[Stated task] The records below are to be quoted in full; please keep every word exact.

*****

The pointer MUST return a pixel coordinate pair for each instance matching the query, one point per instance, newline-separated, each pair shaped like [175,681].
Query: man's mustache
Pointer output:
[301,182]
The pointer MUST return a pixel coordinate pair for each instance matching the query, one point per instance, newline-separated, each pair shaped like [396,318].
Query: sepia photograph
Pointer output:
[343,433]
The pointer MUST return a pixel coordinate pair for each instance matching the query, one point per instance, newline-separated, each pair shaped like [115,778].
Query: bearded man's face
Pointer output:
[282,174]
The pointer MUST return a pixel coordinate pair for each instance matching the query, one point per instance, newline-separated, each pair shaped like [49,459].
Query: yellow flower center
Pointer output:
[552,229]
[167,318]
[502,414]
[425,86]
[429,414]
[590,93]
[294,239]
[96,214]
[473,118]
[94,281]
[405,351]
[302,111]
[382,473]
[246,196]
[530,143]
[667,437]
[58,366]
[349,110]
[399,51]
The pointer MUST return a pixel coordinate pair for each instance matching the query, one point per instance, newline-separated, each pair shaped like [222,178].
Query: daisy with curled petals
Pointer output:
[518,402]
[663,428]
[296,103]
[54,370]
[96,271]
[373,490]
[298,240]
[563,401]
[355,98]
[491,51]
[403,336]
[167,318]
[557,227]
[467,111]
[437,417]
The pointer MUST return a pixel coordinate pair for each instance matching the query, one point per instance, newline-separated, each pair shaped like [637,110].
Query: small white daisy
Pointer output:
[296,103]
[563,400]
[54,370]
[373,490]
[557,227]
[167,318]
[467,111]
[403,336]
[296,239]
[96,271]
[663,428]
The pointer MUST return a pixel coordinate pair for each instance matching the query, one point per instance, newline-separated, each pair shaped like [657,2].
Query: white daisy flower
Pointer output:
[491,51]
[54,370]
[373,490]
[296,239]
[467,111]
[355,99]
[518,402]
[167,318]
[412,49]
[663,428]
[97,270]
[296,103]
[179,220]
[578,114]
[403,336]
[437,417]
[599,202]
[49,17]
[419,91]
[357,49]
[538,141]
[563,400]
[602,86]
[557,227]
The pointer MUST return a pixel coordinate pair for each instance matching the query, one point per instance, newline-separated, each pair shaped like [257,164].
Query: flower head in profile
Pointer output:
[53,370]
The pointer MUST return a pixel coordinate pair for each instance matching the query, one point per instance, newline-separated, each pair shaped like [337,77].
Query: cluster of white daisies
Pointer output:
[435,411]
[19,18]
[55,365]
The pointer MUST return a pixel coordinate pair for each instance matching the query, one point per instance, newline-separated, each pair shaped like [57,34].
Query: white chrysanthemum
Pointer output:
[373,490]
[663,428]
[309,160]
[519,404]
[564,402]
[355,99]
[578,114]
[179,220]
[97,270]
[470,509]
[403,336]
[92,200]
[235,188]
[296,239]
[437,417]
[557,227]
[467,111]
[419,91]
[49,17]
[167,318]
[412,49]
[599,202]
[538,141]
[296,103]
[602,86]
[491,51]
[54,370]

*****

[Reply]
The pointer MUST return a pixel coordinate pair for each instance matching the query, one point per instance, newline-separated, each pair shaped like [175,681].
Query: man's mustache
Pointer output:
[301,182]
The pointer MUST return a pixel coordinate pair for each instance matching the query, one point per instance, newline-separated, each pair shaped like [396,318].
Query: sepia photograph
Pointer output:
[343,433]
The pointer MUST return a pixel coordinate pair for each instance matching the query, one point per instance, newline-separated, each pair shaped like [115,778].
Query: bearded man's face
Pointer output:
[282,174]
The pointer MUST return a pixel coordinate pair for each instance matching the query, one point per instance, newline-separated, each pair shaped like [49,459].
Query: yellow flower center
Pointer output:
[552,229]
[167,318]
[502,414]
[425,86]
[429,414]
[590,93]
[294,239]
[96,214]
[473,118]
[94,281]
[405,351]
[302,111]
[382,473]
[246,196]
[530,143]
[667,437]
[58,366]
[349,110]
[399,51]
The pointer MUST return a pixel coordinate pair for each instance matching the query, one point per instance, newline-separated, each pair shaped like [222,178].
Query: daisy with curled petals
Pointer output:
[518,402]
[663,428]
[296,103]
[54,370]
[96,271]
[373,490]
[298,240]
[563,401]
[355,98]
[491,51]
[403,336]
[167,318]
[557,227]
[467,111]
[437,417]
The pointer MUST return a pixel coordinate pair for each instance matching the query, one point per instance, newline-separated, each pair shaped like [637,110].
Query: small white daisy
Pointer output:
[296,103]
[563,400]
[54,370]
[373,490]
[557,227]
[167,318]
[467,111]
[403,336]
[296,239]
[96,271]
[663,428]
The pointer MUST return a pixel coordinate pair for each instance matching the query, one point per instance, newline-separated, each pair shaped like [657,2].
Query: white daisy flower
Pointer output:
[491,51]
[54,370]
[373,490]
[296,239]
[467,111]
[355,99]
[518,402]
[167,318]
[412,49]
[663,428]
[97,270]
[296,103]
[179,220]
[578,114]
[403,336]
[437,417]
[599,202]
[49,17]
[419,91]
[357,49]
[538,141]
[563,400]
[602,86]
[557,227]
The pointer MUST return a pixel coordinate pair for each instance matching the query, one point per instance, newline-separated, each pair shaped like [257,164].
Query: flower head in profile
Pointer output:
[53,370]
The pointer MUST return a pixel coordinate pair for each instance matching the query, one point per instance, newline-separated, each pair shaped like [337,77].
Query: cluster of white daisies
Pointer output:
[435,411]
[19,18]
[55,365]
The pointer MUST return a pixel coordinate pair for each instance matching the query, one point per instance, newline-separated, each pair shaped like [57,34].
Query: white chrysanthemum
Pointer output:
[373,490]
[663,428]
[309,160]
[519,404]
[564,402]
[355,99]
[578,114]
[179,220]
[97,270]
[470,509]
[403,336]
[92,200]
[235,188]
[296,239]
[437,417]
[557,227]
[467,111]
[419,91]
[49,17]
[167,318]
[412,49]
[599,202]
[538,141]
[296,103]
[602,86]
[491,51]
[54,370]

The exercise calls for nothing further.